*What needs to be done*:
Transcribe the tail of the listing: start at the line containing "the sliding door" and stop after the last line, keeping every character as is and adding nothing.

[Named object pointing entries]
☆ ☆ ☆ ☆

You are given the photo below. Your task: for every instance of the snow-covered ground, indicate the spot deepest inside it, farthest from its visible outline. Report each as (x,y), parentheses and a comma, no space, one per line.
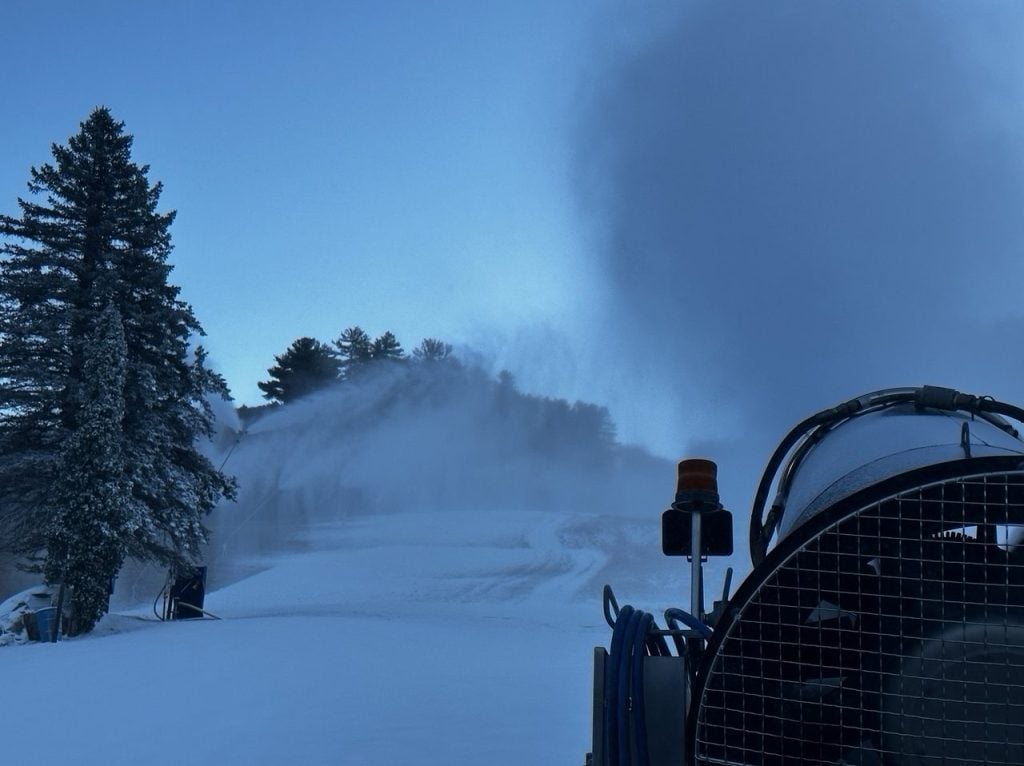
(441,638)
(373,612)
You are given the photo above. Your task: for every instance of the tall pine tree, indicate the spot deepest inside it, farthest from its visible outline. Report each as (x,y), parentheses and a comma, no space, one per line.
(91,510)
(88,241)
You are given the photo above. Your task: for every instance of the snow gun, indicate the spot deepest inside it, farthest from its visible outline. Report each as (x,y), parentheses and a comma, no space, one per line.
(882,623)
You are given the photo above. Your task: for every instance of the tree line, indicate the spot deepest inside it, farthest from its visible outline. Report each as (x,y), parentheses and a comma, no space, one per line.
(309,365)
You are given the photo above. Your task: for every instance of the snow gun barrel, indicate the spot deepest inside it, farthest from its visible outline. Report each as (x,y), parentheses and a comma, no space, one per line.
(882,622)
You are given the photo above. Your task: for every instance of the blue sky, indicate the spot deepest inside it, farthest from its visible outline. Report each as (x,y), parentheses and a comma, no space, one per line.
(714,217)
(396,165)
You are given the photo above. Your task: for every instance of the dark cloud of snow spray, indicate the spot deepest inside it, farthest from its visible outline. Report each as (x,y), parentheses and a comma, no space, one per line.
(799,202)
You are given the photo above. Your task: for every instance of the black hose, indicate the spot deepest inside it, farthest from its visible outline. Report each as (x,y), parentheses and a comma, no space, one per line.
(623,696)
(639,706)
(608,602)
(672,614)
(763,527)
(611,685)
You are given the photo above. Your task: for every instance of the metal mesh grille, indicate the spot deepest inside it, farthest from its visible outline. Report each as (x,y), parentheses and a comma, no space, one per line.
(894,636)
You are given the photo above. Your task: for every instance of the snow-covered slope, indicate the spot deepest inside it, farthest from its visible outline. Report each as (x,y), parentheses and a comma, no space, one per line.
(392,633)
(461,638)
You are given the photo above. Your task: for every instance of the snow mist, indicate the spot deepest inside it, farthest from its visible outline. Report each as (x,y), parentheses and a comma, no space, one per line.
(795,203)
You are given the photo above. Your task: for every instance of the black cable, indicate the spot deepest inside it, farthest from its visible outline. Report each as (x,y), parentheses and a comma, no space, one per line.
(623,695)
(673,613)
(639,705)
(611,685)
(763,527)
(608,599)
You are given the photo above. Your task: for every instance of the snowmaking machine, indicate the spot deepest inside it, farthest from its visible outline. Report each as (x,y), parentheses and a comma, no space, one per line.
(882,623)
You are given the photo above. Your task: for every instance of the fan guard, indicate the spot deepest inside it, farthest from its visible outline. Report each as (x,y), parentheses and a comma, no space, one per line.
(886,631)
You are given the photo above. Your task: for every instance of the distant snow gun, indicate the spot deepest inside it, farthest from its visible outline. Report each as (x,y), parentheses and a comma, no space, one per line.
(183,595)
(882,623)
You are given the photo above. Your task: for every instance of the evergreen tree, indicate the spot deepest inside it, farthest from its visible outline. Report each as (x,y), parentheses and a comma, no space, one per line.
(90,239)
(354,348)
(387,347)
(307,366)
(431,349)
(92,512)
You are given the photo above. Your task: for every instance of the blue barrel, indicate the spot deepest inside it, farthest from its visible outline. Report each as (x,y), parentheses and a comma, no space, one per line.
(46,622)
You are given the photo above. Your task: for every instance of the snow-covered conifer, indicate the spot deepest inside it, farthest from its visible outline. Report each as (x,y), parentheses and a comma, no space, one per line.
(90,240)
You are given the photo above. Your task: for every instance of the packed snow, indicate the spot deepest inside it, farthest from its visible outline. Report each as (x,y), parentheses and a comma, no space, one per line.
(391,635)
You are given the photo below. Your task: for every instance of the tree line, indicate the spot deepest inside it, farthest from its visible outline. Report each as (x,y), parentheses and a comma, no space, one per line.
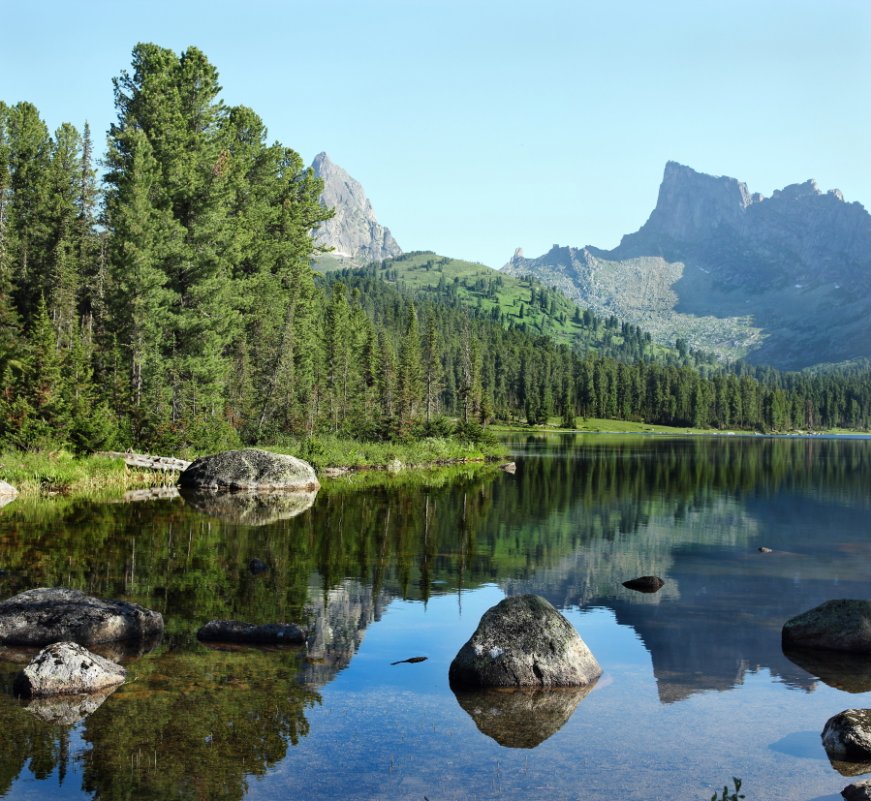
(172,304)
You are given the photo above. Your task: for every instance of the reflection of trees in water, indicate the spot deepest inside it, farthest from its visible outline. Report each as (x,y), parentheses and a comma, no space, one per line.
(573,523)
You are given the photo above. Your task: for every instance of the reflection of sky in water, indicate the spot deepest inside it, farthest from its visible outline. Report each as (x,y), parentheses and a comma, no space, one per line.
(695,687)
(398,732)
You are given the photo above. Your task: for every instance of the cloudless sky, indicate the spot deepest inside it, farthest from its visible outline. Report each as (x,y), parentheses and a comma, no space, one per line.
(479,127)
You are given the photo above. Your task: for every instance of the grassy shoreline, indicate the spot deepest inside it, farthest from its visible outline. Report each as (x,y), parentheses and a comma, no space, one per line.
(62,473)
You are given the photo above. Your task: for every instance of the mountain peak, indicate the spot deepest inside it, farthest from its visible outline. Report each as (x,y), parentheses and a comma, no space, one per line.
(354,232)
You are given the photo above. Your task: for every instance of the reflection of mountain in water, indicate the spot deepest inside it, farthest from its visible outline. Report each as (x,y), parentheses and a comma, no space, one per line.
(724,603)
(337,620)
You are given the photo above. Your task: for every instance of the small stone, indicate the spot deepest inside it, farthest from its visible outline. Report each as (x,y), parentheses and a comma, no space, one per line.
(66,668)
(645,584)
(847,736)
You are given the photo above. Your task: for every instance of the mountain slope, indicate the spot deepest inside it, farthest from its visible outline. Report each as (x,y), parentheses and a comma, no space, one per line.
(784,280)
(354,232)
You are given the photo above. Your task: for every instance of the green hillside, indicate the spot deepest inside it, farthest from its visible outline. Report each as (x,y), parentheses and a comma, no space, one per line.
(520,303)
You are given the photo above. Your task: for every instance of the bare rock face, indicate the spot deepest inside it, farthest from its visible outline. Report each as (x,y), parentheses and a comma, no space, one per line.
(524,642)
(839,625)
(53,614)
(524,717)
(847,736)
(66,668)
(250,469)
(267,634)
(354,232)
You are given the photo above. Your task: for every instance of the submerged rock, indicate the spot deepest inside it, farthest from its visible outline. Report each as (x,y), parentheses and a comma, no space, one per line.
(522,717)
(839,625)
(250,508)
(847,736)
(248,633)
(250,469)
(839,669)
(524,642)
(858,791)
(66,668)
(54,614)
(67,710)
(645,584)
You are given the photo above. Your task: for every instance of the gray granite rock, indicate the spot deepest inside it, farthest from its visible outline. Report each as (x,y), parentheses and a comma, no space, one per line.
(354,232)
(847,736)
(55,614)
(66,668)
(838,625)
(250,469)
(524,642)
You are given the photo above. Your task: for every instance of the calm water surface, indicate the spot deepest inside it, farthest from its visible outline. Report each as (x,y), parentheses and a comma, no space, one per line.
(695,690)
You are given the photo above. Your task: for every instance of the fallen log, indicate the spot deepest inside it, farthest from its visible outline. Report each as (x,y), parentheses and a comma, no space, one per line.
(148,462)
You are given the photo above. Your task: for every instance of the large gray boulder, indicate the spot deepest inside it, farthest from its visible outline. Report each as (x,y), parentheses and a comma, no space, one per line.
(265,634)
(54,614)
(839,625)
(250,469)
(66,668)
(524,642)
(847,736)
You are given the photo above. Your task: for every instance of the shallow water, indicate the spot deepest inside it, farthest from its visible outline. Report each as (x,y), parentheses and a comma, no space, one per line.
(695,690)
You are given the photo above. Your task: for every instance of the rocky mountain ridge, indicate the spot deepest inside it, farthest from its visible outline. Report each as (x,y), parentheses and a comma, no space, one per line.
(784,280)
(354,233)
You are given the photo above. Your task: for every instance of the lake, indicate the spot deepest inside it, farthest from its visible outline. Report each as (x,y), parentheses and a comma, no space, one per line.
(696,688)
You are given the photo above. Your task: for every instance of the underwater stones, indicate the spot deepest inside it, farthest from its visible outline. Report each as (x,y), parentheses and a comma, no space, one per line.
(55,614)
(645,584)
(524,642)
(839,625)
(250,469)
(66,668)
(247,633)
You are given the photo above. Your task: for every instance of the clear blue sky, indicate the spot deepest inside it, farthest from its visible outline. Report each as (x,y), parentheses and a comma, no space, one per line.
(478,127)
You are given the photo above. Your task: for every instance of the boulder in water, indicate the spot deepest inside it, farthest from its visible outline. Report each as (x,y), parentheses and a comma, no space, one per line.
(524,642)
(839,625)
(55,614)
(250,469)
(66,668)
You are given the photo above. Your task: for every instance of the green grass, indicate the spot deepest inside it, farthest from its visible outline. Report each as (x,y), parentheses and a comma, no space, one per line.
(35,472)
(495,293)
(325,450)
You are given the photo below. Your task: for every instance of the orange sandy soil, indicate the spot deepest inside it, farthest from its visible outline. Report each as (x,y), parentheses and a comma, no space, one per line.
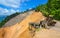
(20,30)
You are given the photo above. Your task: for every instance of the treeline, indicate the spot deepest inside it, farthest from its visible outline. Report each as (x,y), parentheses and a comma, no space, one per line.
(51,8)
(8,18)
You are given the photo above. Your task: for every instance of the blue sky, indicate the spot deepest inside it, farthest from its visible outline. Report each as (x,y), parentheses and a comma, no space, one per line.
(8,7)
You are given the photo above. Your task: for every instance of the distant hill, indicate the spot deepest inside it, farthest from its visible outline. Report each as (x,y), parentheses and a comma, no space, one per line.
(7,18)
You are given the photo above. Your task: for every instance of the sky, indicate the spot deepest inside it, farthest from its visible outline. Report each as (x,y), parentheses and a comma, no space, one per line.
(8,7)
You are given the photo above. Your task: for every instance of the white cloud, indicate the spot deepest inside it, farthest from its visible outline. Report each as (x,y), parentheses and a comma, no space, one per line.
(7,12)
(12,3)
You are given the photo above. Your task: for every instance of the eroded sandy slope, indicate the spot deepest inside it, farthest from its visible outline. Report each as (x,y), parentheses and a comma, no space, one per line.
(20,30)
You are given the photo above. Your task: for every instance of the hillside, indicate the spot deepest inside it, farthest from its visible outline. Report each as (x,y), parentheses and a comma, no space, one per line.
(20,29)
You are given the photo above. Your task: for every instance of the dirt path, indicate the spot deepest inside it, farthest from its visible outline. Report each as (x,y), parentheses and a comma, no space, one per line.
(47,33)
(53,32)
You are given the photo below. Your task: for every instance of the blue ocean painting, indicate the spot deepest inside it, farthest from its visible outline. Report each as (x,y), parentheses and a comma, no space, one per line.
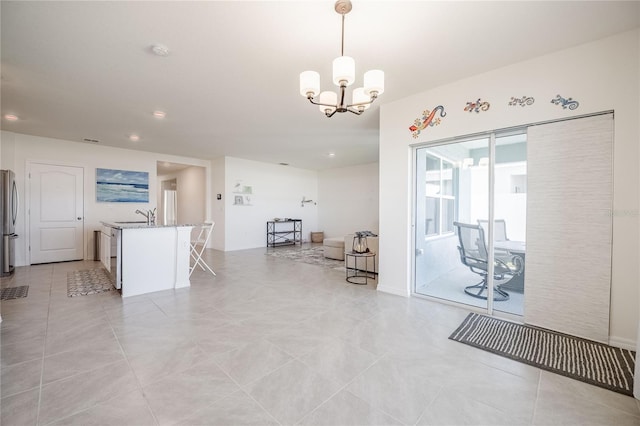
(122,186)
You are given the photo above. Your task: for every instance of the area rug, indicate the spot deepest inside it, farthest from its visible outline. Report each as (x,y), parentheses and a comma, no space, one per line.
(90,281)
(9,293)
(311,255)
(591,362)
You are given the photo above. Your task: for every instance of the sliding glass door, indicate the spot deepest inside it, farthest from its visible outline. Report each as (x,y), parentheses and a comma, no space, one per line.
(470,208)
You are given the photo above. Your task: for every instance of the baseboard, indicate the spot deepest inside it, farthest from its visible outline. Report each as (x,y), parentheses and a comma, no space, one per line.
(392,290)
(620,342)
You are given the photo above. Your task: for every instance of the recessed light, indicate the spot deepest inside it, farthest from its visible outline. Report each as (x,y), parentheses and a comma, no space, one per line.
(160,49)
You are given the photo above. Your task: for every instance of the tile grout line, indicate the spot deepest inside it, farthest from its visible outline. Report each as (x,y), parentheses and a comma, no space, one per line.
(126,358)
(44,348)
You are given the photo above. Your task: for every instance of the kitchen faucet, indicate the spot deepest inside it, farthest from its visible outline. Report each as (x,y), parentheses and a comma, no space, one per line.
(150,215)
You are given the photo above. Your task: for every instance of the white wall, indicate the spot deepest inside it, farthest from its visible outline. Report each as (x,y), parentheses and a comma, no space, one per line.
(603,75)
(191,188)
(277,191)
(25,148)
(218,206)
(348,200)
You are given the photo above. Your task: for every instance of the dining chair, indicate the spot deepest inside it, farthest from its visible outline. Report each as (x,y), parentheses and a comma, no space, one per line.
(198,245)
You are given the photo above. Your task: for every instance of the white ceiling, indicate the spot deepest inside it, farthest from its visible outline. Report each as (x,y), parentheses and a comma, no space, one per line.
(75,70)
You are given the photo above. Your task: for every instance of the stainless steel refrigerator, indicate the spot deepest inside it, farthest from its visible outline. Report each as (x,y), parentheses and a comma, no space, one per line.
(9,207)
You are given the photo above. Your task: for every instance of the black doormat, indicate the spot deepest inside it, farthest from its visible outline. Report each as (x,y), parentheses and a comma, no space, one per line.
(89,281)
(591,362)
(14,292)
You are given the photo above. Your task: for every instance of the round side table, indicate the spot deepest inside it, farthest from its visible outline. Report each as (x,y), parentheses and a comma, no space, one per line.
(358,274)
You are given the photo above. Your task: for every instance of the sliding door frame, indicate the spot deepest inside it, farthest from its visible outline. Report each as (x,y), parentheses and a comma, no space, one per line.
(492,135)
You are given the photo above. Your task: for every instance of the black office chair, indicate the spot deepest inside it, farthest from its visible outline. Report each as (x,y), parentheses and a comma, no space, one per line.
(473,254)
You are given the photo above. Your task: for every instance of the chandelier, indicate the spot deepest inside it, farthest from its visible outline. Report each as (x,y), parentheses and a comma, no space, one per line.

☆ ☆ ☆ ☆

*Solution for this problem*:
You are given the photo above. Your task: for every instance of the sliding door frame, indicate the spot deepest inside it, farthest from its visible outline. Report each as (x,y), parentheses and a comma, no space, one per line.
(492,135)
You are given the photo above. Your task: for every instance of the black office chair, indicate the spot deepest inside it, farthest from its visible outline. Report each as (x,y), parentheses and a comma, no space, one per line.
(473,254)
You are given the photo above. Your task: for every instance of the chandelier, indicate the spot deepest inside it, farthest from its visible outline. Report each as (x,y), parentheses and a comma, no space, one per line.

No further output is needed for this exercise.